● Brief: Only the pictures are omitted; repeat all other data exactly.

● Available data:

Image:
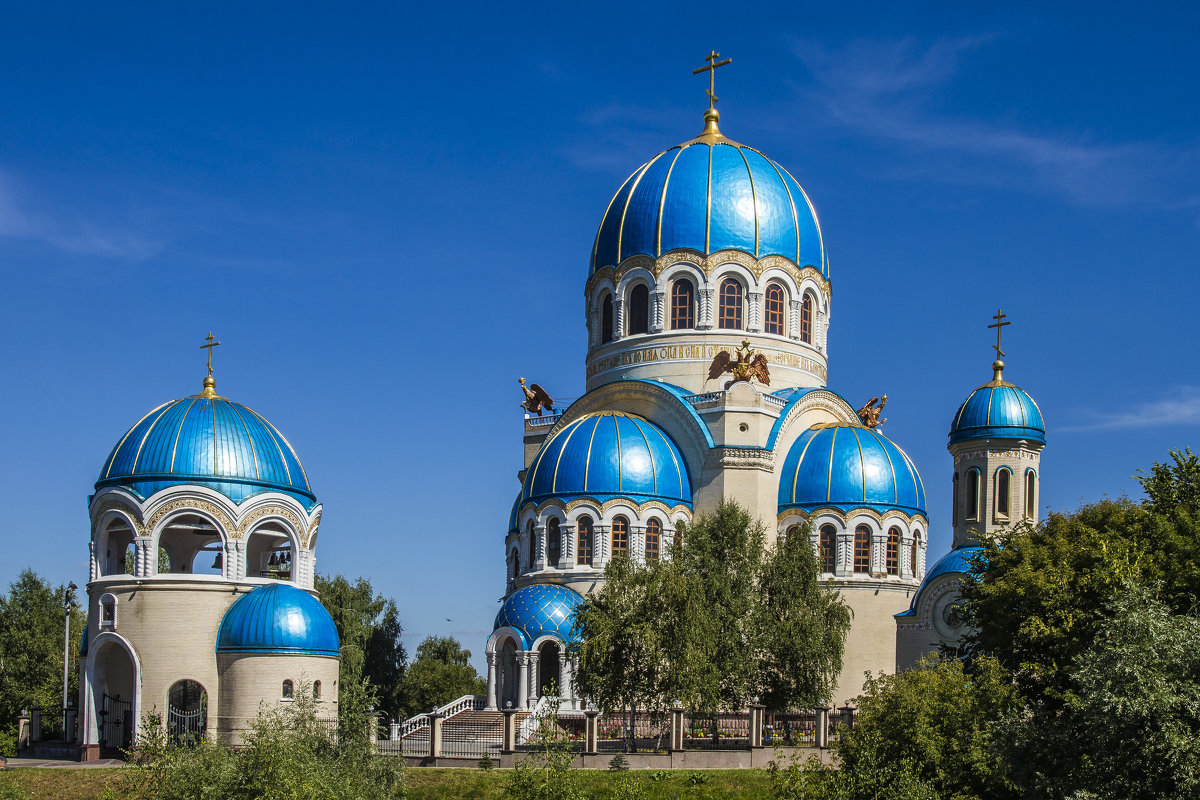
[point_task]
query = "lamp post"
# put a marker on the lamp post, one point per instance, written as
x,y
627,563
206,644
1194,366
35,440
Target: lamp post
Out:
x,y
67,606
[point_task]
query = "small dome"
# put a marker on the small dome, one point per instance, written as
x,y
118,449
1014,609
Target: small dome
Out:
x,y
207,440
999,410
539,609
711,194
609,455
849,467
277,619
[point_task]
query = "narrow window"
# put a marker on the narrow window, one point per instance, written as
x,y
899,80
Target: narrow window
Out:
x,y
731,305
773,318
619,536
583,551
553,542
640,310
828,548
972,510
1003,483
807,319
683,314
653,534
1031,489
894,551
863,549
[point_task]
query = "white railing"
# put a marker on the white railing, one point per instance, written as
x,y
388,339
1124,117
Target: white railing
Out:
x,y
465,703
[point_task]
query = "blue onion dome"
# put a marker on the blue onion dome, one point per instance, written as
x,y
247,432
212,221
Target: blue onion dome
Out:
x,y
955,561
277,619
709,194
539,609
847,467
207,440
999,409
609,455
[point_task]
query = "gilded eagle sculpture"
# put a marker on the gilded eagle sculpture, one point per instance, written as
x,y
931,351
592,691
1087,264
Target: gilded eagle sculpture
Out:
x,y
870,413
748,365
537,398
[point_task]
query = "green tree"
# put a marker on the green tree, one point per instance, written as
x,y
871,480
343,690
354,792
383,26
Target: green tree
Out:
x,y
801,627
372,653
31,650
441,673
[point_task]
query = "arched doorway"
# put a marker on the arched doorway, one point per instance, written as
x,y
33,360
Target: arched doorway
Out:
x,y
549,678
187,713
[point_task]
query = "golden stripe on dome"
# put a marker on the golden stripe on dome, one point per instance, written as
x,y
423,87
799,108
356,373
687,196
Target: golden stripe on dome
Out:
x,y
663,202
142,444
108,468
629,198
253,451
654,469
179,431
796,475
754,200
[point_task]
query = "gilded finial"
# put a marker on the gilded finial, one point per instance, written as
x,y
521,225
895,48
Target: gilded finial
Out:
x,y
210,384
712,115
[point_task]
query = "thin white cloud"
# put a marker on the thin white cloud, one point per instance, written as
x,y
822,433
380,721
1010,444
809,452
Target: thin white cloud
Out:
x,y
1181,405
882,89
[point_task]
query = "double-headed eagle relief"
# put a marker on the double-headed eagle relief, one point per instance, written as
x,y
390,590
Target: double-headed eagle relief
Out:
x,y
870,413
749,365
537,398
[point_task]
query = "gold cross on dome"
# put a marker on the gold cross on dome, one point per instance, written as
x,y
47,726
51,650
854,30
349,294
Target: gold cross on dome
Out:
x,y
209,347
712,74
1000,326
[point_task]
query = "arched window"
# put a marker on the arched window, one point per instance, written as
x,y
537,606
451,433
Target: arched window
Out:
x,y
553,542
828,548
583,548
807,319
640,310
731,305
683,310
653,534
863,549
893,551
773,316
971,513
619,536
1003,497
954,503
1031,492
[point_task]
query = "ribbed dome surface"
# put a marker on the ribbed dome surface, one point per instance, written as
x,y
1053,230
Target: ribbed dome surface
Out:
x,y
999,409
849,467
277,619
209,441
711,194
538,609
609,455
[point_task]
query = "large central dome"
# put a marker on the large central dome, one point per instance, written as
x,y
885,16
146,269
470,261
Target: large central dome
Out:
x,y
711,194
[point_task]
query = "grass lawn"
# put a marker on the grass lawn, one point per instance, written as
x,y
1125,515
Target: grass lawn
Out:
x,y
430,783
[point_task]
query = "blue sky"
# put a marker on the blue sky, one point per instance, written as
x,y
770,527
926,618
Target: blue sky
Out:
x,y
385,212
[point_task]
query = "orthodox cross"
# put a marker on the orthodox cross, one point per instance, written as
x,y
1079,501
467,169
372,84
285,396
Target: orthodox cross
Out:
x,y
209,348
712,74
1000,326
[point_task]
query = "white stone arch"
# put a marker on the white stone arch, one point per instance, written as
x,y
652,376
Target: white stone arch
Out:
x,y
96,684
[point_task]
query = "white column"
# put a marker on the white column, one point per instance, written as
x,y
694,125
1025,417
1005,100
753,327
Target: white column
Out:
x,y
657,318
706,310
491,681
754,319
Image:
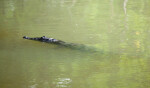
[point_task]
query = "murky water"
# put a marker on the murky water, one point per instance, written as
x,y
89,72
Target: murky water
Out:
x,y
118,29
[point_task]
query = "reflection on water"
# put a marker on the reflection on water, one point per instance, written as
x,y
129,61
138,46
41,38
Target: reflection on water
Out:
x,y
118,29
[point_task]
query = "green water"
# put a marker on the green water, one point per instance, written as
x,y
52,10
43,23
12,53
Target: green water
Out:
x,y
118,29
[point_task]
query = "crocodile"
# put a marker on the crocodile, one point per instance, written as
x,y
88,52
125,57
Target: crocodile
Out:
x,y
61,43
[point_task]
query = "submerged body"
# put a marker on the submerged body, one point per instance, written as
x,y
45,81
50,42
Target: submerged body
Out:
x,y
60,43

● The completed task:
Image:
[point_task]
query = "lamp post"
# put a marker on the lamp post, one point per instance, written as
x,y
627,563
206,644
1194,366
35,440
Target: lamp post
Out:
x,y
67,606
[point_task]
query = "small dome"
# put a marker on the small dome, one point per instance, written as
x,y
118,449
1014,609
Target: small dome
Out:
x,y
207,440
999,410
539,609
711,194
609,455
849,467
277,619
[point_task]
query = "narrow window"
# put a marker on the narrow window, one point per instance, written as
x,y
899,80
Target: narrow window
Out:
x,y
731,305
773,318
619,536
583,551
553,542
640,310
828,548
972,510
1003,483
807,319
683,314
653,534
1031,489
894,551
863,549
[point_task]
query = "white railing"
# put a marker on the white railing, one point per instance, written as
x,y
388,339
1124,117
Target: white railing
Out:
x,y
465,703
[point_task]
query = "blue onion dome"
# put a marker on the blue onion dome, one point per instance, written as
x,y
247,432
212,221
Target: blue onion dome
Out:
x,y
955,561
277,619
709,194
539,609
847,467
207,440
999,409
609,455
[point_task]
query = "gilded eagle sculpture"
# put a marker on the gilded eagle sculpture, one point per instance, written as
x,y
931,351
592,691
1087,264
Target: gilded eagle sculpture
Out:
x,y
870,413
748,365
537,398
[point_task]
query = "green tree"
# put a marker on the green tree, one point per instance, written as
x,y
871,480
343,690
354,792
383,26
Target: green tree
Out:
x,y
801,627
372,653
31,650
441,673
[point_task]
query = "arched doorway"
# put a marker on the arched doorway, one point per instance, written as
x,y
33,360
Target: arched doorway
Out:
x,y
549,678
187,713
[point_task]
query = "golden stripe on dome"
# put a marker on the golden stripe on dome, one point per instance, written as
x,y
423,87
799,108
356,373
687,196
Target: golden stripe on dome
Out:
x,y
663,202
142,444
108,468
629,198
253,451
654,469
179,431
796,475
754,200
[point_task]
query = "gilded finial"
# put a marker on the gilded finial, one point per instance, written as
x,y
521,225
895,48
Target: gilded finial
Out:
x,y
210,384
712,115
[point_task]
query = "thin white cloud"
# put a marker on the thin white cloud, one point per instance, written as
x,y
822,433
380,721
1010,444
809,452
Target: thin white cloud
Out:
x,y
1181,405
882,89
[point_task]
query = "double-headed eagle relief"
# put a marker on the double-headed eagle relief, one point per instance, written as
x,y
390,590
Target: double-headed eagle relief
Out:
x,y
870,413
749,365
537,398
[point_task]
query = "gold cross on dome"
# put a marker on the gold cross on dome, one point per instance, written as
x,y
47,726
51,650
854,30
349,294
Target: gold cross on dome
Out:
x,y
209,347
712,74
1000,326
[point_task]
query = "arched window"
# put a marker on the arched window, one point per instance, written as
x,y
537,606
451,433
Target: arched window
Out:
x,y
553,542
828,548
583,548
807,319
640,310
731,305
683,310
653,534
863,549
893,551
773,316
971,513
619,536
1003,497
954,503
1031,492
[point_task]
query = "ribbed dome surface"
# put a marker on the ribbed dome surface, one point per instance, written as
x,y
1053,230
Target: ribbed dome surface
Out:
x,y
999,409
849,467
277,619
209,441
711,194
538,609
609,455
[point_task]
query = "large central dome"
# put a marker on the large central dome, one point per instance, written as
x,y
885,16
146,269
470,261
Target: large central dome
Out:
x,y
711,194
[point_task]
query = "grass lawn"
# put a marker on the grass lawn, one point per instance, written as
x,y
1125,515
Target: grass lawn
Out:
x,y
430,783
[point_task]
query = "blue sky"
# put a marker on the blue sky, one point per instance, written as
x,y
770,527
926,618
Target: blue sky
Out:
x,y
385,212
[point_task]
query = "orthodox cross"
# put a marker on the orthodox cross, one point per instance, written as
x,y
1079,501
467,169
372,84
285,396
Target: orthodox cross
Out:
x,y
209,348
712,74
1000,326
[point_task]
query = "white stone arch"
# put a marker on the white stone arch, one point per instance, written as
x,y
652,376
Target: white stone arch
Out:
x,y
96,684
[point_task]
query = "white column"
# put a marker on the white column, one point per instance, written as
x,y
694,125
1025,417
1005,100
753,327
Target: white column
Out:
x,y
657,318
706,310
491,681
754,319
Image:
[point_task]
query = "murky water"
# put a marker on the murky water, one point per instance, written as
x,y
89,72
Target: murky water
Out:
x,y
118,29
[point_task]
query = "reflection on water"
# put a marker on the reflection on water, one point per instance, written as
x,y
129,61
138,46
41,38
Target: reflection on water
Out:
x,y
118,29
[point_task]
query = "green water"
# put a marker on the green water, one point per instance, written as
x,y
52,10
43,23
12,53
Target: green water
Out:
x,y
118,29
[point_task]
query = "crocodile"
# put a marker on the crocodile, one point per instance, written as
x,y
88,52
125,57
Target: crocodile
Out:
x,y
61,43
[point_task]
query = "submerged body"
# put a marker on the submerged body, one point per instance, written as
x,y
45,81
50,42
Target: submerged body
Out:
x,y
60,43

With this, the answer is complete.